__BRONFRAGMENT__
···

Ik werd geboren op 3 november 2003. Op het eerste gezicht leek ik een hele normale baby. Huilen, luiers vol poepen, de foeilelijke groene bank van mijn ouders onderkotsen, je weet wel, normale baby-dingen. Er waren wel een paar dingetjes die ik anders deed dan je stereotype baby. Ik greep bijvoorbeeld alleen naar speeltjes op het moment dat er een geluidje in zat en mijn allereerste woordje was niet mama of papa, maar lamp. Of ‘amp’, zoals ik het toen uitsprak. Ja mam en pap, nu weten jullie ook waar mijn prioriteiten liggen. Ik heb LCA type 2 RPE65 en met mijn lichtperceptie was dus ook niets mis.
In eerste instantie viel dit mijn ouders niet echt op. Ik was hun eerste kind en zij hadden dus geen vergelijkingsmateriaal. Ik bleef echter niet naar speelgoed grijpen, dus mijn ouders besloten dit toch maar aan te geven bij het consultatiebureau. Daar kregen ze het advies om een bril voor mij te kopen, dat zou vast helpen. En ja, dit leek inderdaad te helpen, totdat we op vakantie gingen naar een voor mij onbekende plek. En daar ging ik hoor. Boem! Pats! Au! Daar liep ik tegen de tafel aan.
We werden doorverwezen naar het oogziekenhuis in Utrecht en op mijn tweede kregen mijn ouders eindelijk te horen dat ik LCA heb. Voor mijn ouders was dit een hele klap. Dan kan ze nooit autorijden! Hoe moet dat dan met school? Ik, kleine tweejarige als ik was, had niets door en ging gewoon vrolijk verder met mijn leven.
Op mijn vierde ging ik naar een reguliere basisschool bij mij in het dorp. De verlichting in het kleuterlokaal werd aangepast, ik kreeg een speciale tafel en later leerde ik werken met een tv-loep en vergrootte boeken. Ook kreeg ik ambulante onderwijskundige begeleiding vanuit Visio. Dit hield in dat er een paar keer per jaar een begeleider vanuit Visio naar mijn basisschool toe kwam om mijn leerkrachten uit te leggen hoe ze lessen en lesmaterialen het beste konden aanpassen. Ook keek mijn AOB’er mee in de klas.

···

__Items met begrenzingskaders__
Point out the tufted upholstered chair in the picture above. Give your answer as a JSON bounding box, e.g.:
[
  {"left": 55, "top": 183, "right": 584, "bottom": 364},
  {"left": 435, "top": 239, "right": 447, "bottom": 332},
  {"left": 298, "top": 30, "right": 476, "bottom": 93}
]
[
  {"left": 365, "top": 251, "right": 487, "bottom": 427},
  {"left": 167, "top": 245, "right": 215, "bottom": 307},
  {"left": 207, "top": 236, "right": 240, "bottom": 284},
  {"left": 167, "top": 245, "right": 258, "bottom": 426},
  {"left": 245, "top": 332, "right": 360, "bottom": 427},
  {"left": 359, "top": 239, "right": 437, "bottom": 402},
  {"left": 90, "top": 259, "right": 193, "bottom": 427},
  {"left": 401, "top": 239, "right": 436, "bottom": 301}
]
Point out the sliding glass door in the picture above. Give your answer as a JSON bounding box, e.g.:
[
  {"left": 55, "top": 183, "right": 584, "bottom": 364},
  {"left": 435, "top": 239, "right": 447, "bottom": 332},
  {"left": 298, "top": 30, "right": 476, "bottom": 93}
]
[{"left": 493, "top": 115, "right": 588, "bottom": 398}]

···

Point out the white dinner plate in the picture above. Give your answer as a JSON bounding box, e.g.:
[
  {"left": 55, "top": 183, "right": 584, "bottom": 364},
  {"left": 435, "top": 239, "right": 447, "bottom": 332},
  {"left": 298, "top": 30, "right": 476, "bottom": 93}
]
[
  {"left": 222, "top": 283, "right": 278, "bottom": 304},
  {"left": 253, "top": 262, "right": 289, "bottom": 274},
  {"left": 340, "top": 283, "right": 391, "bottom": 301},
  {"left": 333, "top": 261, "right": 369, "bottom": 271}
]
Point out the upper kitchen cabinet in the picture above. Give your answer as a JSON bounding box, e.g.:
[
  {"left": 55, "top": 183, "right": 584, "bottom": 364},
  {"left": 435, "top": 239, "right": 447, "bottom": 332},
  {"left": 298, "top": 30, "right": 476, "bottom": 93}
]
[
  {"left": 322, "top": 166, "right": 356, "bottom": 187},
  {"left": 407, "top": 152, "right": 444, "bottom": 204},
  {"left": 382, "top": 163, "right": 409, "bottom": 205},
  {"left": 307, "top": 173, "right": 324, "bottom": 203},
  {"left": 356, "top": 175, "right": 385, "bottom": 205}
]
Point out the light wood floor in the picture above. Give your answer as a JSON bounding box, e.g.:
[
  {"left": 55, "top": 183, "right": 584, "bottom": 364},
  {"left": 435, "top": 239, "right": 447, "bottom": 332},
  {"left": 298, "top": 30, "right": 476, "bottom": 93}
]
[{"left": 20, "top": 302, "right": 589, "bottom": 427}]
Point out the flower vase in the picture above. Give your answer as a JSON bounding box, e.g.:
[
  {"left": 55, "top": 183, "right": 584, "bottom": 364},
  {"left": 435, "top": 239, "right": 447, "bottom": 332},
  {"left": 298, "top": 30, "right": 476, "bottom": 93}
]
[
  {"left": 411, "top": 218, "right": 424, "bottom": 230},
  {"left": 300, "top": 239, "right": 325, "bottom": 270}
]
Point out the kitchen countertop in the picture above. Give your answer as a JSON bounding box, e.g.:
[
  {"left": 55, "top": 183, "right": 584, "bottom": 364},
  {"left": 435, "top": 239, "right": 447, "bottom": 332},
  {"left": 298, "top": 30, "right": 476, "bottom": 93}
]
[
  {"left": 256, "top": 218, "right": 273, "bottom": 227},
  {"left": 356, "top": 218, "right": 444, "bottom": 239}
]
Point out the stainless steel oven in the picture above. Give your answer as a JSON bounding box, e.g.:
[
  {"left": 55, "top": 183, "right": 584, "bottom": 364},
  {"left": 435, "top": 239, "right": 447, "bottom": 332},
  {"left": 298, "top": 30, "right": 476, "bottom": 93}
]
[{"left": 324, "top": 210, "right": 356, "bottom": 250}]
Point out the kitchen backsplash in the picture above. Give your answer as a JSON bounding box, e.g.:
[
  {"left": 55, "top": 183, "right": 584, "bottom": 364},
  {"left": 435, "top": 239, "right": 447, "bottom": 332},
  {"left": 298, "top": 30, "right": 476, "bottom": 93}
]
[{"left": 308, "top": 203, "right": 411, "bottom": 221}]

···

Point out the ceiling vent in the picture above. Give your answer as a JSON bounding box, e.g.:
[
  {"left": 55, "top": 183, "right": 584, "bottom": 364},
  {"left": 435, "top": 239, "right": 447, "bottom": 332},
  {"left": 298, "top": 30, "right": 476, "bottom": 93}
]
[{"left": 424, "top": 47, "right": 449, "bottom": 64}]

···

__OPGAVEN__
a – Naar welk ziekenhuis werd het gezin volgens het bronfragment doorverwezen?
b – Schrijf het gedeelte van het bronfragment dat opent met de woorden "Op mijn vierde" en sluit met "in de klas." letterlijk uit.
c – Zet de alinea van het bronfragment die begint met "Op mijn vierde ging ik" om in een beknopte opsomming met de belangrijkste feiten.

__UITGEWERKTE OPLOSSINGEN__
a – Naar het oogziekenhuis in Utrecht.

b –
Op mijn vierde ging ik naar een reguliere basisschool bij mij in het dorp. De verlichting in het kleuterlokaal werd aangepast, ik kreeg een speciale tafel en later leerde ik werken met een tv-loep en vergrootte boeken. Ook kreeg ik ambulante onderwijskundige begeleiding vanuit Visio. Dit hield in dat er een paar keer per jaar een begeleider vanuit Visio naar mijn basisschool toe kwam om mijn leerkrachten uit te leggen hoe ze lessen en lesmaterialen het beste konden aanpassen. Ook keek mijn AOB’er mee in de klas.

c –
- Vanaf vier jaar naar een reguliere basisschool in het eigen dorp.
- Aangepaste verlichting in het kleuterlokaal en een speciale tafel.
- Later leren werken met een tv-loep en vergrote boeken.
- Ambulante onderwijskundige begeleiding vanuit Visio: een paar keer per jaar kwam een begeleider naar de school om de leerkrachten uit te leggen hoe ze lessen en lesmaterialen het best konden aanpassen.
- De AOB'er keek ook mee in de klas.